··· ENTRIES PROVIDED ···

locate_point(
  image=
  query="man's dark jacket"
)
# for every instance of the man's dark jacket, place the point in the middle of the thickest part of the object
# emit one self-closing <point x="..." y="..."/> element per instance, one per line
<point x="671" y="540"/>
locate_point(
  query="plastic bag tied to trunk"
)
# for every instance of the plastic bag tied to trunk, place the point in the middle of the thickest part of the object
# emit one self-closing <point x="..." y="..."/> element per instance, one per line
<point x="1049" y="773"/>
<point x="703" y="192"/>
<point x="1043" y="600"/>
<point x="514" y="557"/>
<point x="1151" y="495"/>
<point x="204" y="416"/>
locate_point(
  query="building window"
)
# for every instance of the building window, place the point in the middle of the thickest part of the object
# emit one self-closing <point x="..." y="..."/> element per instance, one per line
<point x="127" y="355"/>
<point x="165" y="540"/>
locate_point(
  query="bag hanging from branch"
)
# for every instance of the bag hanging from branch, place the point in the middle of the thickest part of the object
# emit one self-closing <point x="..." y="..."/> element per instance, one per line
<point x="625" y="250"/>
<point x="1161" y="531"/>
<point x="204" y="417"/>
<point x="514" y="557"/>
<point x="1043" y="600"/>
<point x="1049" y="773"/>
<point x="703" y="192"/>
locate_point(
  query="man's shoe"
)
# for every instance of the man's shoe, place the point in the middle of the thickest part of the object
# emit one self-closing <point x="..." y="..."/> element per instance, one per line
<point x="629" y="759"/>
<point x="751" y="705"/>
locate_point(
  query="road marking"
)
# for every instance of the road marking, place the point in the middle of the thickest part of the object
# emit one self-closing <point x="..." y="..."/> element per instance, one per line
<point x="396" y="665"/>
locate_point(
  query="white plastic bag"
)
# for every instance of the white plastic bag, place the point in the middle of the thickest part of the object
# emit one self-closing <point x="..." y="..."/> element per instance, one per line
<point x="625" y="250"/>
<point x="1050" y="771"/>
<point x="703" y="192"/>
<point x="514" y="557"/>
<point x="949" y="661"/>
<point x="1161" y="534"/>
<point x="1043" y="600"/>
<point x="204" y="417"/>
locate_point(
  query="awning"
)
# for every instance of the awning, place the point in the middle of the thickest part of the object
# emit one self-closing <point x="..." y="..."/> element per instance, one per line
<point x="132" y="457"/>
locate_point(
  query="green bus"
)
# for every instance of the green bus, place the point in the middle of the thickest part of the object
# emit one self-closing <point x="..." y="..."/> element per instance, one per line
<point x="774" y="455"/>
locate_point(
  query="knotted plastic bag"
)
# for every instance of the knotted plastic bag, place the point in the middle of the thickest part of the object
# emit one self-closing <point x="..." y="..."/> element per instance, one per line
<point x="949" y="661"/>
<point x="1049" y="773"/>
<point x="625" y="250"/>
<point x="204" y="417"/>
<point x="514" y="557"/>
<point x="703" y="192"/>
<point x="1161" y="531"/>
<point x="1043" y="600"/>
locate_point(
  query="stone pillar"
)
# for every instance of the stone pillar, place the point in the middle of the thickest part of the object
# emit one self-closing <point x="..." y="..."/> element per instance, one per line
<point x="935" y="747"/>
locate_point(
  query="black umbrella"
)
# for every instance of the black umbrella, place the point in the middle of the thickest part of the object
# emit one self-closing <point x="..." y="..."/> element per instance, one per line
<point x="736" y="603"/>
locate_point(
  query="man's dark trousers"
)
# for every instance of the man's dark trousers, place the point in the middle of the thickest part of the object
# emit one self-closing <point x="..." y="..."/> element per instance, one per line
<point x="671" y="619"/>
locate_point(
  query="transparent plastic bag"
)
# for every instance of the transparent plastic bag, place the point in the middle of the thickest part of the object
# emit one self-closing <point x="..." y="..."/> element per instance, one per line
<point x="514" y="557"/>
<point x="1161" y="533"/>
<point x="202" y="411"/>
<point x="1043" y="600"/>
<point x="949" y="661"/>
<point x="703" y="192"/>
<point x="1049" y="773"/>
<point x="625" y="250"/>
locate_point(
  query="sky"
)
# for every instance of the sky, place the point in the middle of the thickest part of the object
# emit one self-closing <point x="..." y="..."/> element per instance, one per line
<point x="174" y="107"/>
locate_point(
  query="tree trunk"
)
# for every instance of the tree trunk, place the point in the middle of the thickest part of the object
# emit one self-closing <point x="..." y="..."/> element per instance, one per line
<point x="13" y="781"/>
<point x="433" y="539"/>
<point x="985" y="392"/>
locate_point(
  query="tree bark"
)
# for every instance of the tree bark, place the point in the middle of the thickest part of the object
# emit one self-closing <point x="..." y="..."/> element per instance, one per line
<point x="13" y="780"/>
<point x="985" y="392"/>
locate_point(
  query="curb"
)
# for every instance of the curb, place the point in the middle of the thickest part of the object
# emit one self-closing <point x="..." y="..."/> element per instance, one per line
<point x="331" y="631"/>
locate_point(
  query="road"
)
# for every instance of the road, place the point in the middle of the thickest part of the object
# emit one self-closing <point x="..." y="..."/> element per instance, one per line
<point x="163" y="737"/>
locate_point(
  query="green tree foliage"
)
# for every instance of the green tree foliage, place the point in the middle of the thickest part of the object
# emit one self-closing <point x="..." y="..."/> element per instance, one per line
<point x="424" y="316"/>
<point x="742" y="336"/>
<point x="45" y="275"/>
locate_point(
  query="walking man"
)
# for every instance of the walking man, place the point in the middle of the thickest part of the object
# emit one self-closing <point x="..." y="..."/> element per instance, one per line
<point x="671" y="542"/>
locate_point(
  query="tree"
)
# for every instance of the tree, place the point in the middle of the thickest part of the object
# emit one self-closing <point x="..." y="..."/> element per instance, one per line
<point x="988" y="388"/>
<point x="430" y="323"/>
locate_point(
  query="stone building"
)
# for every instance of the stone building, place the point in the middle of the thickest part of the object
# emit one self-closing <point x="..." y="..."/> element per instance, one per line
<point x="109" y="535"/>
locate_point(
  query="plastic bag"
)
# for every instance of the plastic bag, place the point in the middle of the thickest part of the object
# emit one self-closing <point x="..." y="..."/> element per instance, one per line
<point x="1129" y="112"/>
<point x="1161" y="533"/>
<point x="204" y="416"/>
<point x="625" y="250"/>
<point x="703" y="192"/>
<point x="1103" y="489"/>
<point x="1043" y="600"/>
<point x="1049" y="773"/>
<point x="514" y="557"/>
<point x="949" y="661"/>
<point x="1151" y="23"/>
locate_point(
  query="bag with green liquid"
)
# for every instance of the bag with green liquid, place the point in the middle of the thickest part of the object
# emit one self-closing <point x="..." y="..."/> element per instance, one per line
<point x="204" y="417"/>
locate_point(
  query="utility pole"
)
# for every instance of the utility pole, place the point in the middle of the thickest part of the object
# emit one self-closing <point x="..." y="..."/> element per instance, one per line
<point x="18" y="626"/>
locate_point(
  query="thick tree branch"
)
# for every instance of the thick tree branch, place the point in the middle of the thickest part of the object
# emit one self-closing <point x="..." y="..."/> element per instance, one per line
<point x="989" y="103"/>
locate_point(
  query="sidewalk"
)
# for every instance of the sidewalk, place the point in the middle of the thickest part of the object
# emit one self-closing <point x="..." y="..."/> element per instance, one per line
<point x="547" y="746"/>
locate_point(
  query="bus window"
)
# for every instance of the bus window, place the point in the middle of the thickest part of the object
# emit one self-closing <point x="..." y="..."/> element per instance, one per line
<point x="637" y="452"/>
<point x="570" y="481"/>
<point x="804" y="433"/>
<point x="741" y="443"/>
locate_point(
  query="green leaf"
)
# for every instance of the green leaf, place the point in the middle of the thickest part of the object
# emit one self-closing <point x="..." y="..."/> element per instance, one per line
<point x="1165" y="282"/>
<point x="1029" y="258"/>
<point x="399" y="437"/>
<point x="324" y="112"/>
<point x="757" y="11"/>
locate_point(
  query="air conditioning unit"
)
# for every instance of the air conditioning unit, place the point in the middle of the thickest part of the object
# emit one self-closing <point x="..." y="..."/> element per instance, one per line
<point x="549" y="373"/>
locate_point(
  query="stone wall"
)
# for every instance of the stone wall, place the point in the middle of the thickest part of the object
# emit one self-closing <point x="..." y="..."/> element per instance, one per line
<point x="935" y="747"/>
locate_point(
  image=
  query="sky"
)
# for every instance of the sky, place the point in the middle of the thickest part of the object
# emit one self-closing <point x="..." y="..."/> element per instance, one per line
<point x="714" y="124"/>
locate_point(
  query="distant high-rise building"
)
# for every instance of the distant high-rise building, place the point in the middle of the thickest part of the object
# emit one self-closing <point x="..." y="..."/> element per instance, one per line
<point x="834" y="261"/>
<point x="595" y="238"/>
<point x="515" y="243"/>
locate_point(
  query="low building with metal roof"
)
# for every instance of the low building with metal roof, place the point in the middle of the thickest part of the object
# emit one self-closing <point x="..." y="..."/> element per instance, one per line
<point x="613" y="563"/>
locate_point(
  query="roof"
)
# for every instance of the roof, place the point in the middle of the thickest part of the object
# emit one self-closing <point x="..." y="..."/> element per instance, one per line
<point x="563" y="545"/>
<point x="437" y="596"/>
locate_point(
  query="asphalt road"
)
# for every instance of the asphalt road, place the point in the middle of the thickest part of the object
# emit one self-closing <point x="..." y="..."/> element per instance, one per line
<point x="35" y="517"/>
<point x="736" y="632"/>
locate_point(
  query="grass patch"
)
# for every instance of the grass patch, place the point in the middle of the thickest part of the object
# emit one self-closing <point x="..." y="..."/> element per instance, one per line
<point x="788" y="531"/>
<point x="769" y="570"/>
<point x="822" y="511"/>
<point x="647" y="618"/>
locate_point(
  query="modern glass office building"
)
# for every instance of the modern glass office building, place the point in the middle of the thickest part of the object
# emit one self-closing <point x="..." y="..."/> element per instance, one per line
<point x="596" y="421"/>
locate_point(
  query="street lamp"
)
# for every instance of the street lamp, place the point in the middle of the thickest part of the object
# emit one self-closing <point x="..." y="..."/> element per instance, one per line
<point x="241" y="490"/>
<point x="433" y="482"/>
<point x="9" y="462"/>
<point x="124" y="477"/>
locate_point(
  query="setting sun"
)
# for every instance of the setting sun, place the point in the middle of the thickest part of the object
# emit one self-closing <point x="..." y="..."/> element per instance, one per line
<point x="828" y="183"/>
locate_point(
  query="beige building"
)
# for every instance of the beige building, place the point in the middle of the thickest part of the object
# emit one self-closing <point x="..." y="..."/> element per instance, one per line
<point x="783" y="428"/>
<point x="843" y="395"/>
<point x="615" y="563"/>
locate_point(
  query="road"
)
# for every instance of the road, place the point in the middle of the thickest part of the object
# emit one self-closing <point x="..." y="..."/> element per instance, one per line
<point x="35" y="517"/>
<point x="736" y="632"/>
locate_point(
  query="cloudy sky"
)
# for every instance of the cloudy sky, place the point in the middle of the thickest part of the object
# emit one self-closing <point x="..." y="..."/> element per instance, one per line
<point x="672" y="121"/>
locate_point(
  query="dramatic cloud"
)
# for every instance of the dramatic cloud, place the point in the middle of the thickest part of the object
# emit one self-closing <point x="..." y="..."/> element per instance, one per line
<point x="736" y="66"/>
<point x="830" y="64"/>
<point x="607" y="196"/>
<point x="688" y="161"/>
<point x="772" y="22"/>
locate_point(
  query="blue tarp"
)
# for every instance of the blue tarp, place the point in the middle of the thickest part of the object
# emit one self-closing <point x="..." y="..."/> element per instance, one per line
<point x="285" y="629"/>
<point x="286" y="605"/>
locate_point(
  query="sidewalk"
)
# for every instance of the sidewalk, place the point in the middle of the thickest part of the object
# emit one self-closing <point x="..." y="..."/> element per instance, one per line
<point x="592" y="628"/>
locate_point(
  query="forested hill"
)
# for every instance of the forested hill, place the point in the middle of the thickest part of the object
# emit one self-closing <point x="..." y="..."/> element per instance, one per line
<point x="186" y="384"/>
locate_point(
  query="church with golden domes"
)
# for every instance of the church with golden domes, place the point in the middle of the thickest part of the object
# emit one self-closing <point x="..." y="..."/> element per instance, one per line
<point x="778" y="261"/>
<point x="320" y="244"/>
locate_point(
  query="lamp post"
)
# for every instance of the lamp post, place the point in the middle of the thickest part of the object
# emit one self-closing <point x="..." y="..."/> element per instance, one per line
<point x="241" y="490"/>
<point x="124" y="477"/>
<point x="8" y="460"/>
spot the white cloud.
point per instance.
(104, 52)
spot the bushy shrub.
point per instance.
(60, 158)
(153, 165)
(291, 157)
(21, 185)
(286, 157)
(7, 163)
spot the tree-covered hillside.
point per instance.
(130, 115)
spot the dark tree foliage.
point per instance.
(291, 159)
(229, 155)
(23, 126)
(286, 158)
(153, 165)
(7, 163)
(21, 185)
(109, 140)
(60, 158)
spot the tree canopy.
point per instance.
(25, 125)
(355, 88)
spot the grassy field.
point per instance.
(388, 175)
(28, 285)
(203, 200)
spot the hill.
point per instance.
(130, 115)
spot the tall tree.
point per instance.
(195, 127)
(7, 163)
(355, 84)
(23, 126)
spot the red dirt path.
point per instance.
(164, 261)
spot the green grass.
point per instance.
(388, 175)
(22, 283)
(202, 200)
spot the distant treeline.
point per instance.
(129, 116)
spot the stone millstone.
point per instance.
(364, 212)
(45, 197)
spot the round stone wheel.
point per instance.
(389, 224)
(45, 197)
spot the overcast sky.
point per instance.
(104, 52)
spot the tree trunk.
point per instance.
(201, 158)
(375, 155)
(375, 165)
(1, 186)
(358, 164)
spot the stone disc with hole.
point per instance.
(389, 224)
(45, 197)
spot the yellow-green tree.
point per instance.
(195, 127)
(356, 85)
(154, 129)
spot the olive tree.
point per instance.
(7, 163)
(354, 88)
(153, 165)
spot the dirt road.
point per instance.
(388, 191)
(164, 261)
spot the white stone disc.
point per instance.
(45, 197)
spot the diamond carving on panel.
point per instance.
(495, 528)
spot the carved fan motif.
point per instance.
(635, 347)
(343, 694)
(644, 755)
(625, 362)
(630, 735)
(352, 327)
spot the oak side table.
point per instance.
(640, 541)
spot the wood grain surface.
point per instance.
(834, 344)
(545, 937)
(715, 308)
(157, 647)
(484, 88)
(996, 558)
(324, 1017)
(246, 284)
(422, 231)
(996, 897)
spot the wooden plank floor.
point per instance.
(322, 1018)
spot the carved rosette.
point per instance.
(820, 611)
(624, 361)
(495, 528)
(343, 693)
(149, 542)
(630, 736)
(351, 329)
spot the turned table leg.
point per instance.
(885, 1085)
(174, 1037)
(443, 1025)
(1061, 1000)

···

**STATED TASK:** Please render the listing as a two-column CSV with the headers request and answer, starting at the line that has "spot the tall tree." and continuing through the end of the listing. Give one row per request, with its text and its answer each in a single quoted field and line breaks replaced by spaces.

**EXERCISE ANSWER:**
request,answer
"spot the tall tree. point per instance.","(195, 127) (7, 163) (355, 84) (23, 126)"
"spot the red dirt path. point per instance.","(164, 261)"
"spot the green grass. point per instance.","(388, 175) (22, 283) (202, 200)"
"spot the distant treeline. point per instance.","(129, 116)"
"spot the stone millstone. point per instance.","(364, 212) (45, 197)"
"spot the round stone wheel. point per instance.","(389, 224) (45, 197)"
"spot the overcast sky. point per instance.","(104, 52)"
"spot the tree trunk. point per instance.","(201, 158) (375, 155) (375, 165) (1, 186) (358, 164)"
"spot the stone disc with hole. point per instance.","(389, 224) (45, 197)"
"spot the yellow-green tree. point per instance.","(195, 127) (356, 85) (154, 129)"
"spot the olive tree. point per instance.","(7, 163) (354, 88) (153, 165)"
"spot the dirt road. point per instance.","(388, 191) (164, 261)"
"spot the white stone disc. point per instance.","(45, 197)"
"spot the diamond carving on panel. point per instance.","(495, 528)"
"spot the carved fan motif. point per instance.","(635, 347) (343, 694) (644, 755) (625, 362) (630, 735) (352, 327)"
"spot the oak side table. point per instance.","(640, 541)"
"spot the wood grain surface. point per instance.","(834, 344) (545, 937) (715, 308) (157, 647) (484, 88) (996, 558) (324, 1017) (246, 284) (422, 231) (996, 897)"
"spot the wooden plank floor. point per instance.","(322, 1018)"
"spot the carved rosette. point per instance.","(820, 611) (624, 361) (495, 528) (343, 693) (149, 542) (630, 736) (351, 329)"
"spot the turned table leg. point per instance.","(885, 1085) (174, 1037) (443, 1025) (1061, 1000)"